» **Task description**
Report every line of the listing below that contains the string "water", treating uppercase and lowercase letters as distinct.

» **Entries shown**
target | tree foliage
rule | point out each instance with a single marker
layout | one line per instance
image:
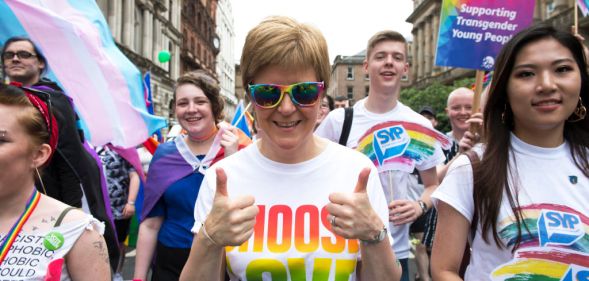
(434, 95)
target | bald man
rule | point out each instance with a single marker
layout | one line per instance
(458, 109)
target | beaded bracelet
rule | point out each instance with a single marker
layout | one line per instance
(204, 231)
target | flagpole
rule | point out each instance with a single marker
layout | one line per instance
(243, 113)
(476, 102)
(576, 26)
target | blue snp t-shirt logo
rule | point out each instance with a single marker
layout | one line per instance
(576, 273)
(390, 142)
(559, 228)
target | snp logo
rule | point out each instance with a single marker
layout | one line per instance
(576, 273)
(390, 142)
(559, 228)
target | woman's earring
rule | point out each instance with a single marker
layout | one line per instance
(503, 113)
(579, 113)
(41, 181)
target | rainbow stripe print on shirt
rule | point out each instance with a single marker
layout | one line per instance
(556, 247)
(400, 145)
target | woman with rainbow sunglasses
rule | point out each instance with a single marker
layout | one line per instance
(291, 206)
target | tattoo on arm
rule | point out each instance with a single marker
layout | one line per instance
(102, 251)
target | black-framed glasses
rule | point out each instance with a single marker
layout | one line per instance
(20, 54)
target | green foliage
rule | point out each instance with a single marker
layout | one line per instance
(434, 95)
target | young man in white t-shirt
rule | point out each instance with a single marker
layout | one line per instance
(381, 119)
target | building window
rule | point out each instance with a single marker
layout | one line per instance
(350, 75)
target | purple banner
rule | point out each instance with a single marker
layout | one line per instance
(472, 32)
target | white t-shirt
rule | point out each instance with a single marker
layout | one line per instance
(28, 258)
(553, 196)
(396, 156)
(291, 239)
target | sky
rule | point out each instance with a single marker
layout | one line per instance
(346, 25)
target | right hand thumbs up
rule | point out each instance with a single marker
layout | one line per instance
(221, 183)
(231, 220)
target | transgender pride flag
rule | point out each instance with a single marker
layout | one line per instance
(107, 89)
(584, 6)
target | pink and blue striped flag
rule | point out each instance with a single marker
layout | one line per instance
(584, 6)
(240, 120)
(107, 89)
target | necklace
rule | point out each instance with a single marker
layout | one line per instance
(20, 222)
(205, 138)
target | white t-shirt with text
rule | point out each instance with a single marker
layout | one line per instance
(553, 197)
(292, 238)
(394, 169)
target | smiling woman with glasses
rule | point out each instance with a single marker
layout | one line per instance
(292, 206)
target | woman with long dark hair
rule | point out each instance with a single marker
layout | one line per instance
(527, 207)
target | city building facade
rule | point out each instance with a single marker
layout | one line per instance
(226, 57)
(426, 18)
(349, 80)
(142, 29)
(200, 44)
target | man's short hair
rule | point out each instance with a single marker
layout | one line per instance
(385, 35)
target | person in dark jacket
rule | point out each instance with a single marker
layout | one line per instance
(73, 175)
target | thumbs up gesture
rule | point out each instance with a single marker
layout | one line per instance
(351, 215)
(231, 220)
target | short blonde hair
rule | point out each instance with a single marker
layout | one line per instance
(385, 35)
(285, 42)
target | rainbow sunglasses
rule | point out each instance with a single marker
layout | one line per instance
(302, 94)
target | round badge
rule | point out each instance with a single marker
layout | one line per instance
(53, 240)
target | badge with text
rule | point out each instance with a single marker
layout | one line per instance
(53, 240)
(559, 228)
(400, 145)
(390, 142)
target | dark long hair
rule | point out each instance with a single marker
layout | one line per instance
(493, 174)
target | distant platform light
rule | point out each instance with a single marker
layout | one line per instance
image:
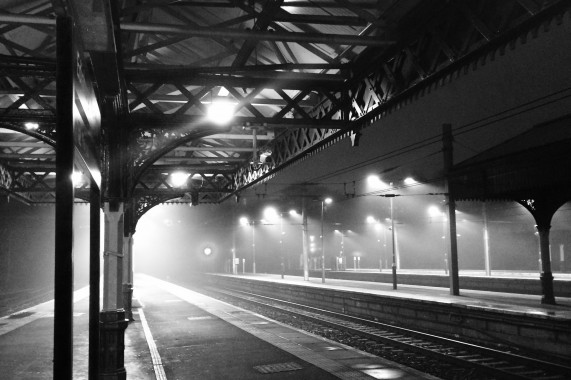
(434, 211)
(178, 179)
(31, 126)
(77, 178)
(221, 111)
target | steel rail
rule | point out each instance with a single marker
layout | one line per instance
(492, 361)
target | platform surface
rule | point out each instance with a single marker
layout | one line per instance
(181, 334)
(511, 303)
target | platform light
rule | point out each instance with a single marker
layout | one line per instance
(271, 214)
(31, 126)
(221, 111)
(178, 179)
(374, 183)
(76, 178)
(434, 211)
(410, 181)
...
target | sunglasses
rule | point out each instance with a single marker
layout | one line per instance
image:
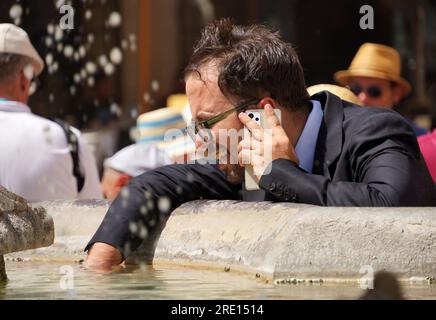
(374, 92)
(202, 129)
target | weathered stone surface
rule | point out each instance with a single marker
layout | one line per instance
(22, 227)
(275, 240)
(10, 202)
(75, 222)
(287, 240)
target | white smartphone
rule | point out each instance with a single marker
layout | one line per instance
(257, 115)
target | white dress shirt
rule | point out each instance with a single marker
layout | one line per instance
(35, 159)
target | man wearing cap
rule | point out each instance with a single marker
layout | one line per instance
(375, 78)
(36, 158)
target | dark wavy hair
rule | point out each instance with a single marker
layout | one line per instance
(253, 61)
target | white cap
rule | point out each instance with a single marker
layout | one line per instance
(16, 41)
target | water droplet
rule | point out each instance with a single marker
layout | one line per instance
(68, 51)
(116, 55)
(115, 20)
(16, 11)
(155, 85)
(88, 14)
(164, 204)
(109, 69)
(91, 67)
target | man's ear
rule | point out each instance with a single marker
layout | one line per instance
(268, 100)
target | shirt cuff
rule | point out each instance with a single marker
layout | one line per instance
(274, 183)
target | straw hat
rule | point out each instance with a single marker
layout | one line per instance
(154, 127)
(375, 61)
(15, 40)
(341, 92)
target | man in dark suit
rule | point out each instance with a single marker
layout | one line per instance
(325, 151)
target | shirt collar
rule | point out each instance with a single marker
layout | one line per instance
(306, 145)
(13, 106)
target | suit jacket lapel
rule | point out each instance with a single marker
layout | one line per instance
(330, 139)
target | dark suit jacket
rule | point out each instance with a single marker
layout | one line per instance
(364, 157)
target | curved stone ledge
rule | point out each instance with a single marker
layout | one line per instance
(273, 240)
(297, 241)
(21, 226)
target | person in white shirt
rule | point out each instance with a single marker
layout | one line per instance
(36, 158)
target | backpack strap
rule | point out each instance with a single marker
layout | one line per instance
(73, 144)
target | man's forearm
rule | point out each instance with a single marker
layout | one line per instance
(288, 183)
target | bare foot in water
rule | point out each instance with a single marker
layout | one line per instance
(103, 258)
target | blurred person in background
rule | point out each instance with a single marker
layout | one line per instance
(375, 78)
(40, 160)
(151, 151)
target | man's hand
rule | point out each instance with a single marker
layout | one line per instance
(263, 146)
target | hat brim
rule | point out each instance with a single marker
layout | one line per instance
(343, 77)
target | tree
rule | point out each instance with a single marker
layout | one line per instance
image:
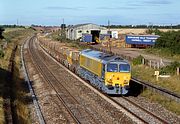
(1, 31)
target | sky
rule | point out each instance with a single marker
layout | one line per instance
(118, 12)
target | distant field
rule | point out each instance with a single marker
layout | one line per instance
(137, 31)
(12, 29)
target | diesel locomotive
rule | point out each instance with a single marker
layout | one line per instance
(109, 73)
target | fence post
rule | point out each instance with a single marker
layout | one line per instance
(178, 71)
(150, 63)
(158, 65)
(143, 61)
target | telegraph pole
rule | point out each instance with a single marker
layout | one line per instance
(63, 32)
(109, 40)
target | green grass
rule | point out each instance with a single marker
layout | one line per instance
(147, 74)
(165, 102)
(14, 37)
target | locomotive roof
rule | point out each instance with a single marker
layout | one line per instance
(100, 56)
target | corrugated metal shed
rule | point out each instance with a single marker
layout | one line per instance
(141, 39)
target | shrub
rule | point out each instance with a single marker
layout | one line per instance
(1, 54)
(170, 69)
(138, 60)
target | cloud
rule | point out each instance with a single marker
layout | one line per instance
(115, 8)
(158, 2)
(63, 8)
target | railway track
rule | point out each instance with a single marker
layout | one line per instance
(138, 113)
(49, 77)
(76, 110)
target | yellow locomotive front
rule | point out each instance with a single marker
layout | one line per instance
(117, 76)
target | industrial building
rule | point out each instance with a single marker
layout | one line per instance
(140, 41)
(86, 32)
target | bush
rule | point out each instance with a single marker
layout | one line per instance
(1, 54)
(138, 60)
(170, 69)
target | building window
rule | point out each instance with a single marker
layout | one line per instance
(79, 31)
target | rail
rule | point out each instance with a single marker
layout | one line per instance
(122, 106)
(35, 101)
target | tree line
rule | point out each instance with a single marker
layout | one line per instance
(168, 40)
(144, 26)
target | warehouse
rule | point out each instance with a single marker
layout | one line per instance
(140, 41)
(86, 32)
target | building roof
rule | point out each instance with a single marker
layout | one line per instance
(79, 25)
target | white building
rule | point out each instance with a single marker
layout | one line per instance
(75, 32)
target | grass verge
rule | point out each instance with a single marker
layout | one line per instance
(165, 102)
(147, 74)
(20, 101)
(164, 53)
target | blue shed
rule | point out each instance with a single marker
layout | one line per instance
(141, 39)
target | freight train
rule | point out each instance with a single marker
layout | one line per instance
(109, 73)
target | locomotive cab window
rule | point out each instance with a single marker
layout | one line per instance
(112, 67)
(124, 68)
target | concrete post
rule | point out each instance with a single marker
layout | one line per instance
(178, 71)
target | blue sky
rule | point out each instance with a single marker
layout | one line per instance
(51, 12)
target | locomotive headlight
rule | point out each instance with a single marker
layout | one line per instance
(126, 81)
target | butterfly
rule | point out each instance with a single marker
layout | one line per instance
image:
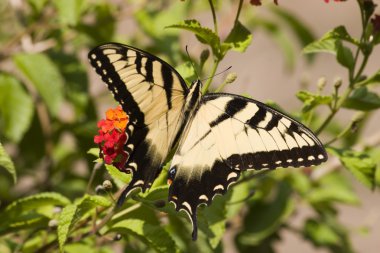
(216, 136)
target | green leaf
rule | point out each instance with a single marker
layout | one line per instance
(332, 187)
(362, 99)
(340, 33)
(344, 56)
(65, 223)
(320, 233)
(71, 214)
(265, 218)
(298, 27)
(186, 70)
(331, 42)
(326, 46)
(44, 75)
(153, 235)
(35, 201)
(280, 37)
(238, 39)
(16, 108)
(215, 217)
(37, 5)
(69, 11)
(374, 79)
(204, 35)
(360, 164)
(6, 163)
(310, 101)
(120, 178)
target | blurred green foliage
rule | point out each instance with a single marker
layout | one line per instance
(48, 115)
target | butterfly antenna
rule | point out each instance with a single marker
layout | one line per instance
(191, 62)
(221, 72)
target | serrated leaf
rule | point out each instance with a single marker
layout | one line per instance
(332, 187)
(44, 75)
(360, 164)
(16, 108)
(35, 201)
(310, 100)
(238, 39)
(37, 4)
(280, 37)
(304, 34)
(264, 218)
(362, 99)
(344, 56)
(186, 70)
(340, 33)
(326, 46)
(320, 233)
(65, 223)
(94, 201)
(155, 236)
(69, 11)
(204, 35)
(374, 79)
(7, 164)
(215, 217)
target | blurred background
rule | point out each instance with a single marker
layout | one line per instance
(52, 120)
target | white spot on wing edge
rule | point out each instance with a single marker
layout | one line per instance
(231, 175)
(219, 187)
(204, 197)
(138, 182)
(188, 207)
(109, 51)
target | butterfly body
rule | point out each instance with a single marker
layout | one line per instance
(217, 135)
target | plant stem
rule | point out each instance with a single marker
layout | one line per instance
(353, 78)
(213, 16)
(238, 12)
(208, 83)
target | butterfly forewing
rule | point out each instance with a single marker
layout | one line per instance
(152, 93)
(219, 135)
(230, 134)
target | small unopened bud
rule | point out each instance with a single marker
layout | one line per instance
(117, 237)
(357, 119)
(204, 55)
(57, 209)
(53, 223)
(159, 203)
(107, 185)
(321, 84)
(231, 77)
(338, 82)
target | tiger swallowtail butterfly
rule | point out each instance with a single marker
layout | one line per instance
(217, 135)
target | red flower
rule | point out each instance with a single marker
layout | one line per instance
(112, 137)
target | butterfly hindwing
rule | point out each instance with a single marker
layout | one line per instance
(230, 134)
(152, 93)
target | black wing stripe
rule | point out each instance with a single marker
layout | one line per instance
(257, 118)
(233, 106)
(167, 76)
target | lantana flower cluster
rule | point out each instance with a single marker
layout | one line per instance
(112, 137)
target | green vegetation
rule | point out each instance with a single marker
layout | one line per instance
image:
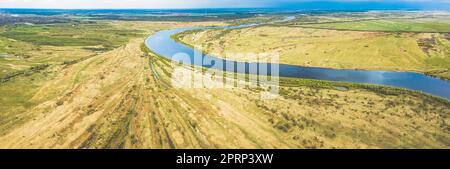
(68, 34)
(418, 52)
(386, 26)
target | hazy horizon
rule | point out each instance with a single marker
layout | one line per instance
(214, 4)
--
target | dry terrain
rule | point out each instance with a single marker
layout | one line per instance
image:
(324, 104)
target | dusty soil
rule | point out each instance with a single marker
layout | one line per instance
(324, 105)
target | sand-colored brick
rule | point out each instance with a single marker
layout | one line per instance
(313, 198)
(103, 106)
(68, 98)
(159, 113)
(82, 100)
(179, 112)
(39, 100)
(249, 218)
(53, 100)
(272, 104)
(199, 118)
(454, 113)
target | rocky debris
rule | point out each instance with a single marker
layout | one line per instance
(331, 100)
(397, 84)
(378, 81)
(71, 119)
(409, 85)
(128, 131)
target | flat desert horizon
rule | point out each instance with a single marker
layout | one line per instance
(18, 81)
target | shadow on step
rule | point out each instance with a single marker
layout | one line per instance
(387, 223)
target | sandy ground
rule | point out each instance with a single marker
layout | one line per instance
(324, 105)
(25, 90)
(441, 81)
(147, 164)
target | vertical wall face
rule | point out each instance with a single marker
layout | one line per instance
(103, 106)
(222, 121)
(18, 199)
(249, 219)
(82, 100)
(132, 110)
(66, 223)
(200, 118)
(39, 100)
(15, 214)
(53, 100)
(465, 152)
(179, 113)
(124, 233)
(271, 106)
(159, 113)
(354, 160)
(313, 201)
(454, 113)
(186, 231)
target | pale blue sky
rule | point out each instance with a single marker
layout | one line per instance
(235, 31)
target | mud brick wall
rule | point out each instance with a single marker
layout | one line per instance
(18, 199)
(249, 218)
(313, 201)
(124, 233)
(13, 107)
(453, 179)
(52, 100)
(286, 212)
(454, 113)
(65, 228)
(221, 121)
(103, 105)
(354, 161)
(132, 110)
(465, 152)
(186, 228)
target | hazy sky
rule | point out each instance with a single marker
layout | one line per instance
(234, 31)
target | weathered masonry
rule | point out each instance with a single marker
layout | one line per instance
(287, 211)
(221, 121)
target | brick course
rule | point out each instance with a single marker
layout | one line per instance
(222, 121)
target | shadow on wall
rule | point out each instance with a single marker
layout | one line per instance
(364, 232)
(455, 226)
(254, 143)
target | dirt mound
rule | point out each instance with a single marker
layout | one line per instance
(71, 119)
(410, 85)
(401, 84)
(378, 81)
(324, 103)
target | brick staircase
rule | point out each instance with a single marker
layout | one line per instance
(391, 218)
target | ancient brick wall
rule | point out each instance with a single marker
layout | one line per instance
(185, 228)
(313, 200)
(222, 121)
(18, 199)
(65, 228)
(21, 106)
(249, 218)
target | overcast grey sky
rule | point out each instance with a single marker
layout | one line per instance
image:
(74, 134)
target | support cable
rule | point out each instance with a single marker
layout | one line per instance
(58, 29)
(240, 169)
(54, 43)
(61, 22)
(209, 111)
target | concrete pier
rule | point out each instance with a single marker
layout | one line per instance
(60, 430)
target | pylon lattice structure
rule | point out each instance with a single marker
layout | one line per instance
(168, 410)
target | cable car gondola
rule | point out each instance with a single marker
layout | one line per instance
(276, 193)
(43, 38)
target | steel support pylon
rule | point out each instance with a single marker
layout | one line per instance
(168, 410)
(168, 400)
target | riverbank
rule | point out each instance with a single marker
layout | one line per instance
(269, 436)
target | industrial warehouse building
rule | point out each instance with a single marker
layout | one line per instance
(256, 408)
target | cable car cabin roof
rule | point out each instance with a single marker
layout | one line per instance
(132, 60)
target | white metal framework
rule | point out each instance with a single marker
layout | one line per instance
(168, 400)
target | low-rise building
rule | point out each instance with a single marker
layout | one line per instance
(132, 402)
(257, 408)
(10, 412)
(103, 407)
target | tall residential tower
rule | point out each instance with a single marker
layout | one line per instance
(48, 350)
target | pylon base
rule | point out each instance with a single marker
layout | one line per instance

» **Task result**
target | water droplet
target | bare foot in water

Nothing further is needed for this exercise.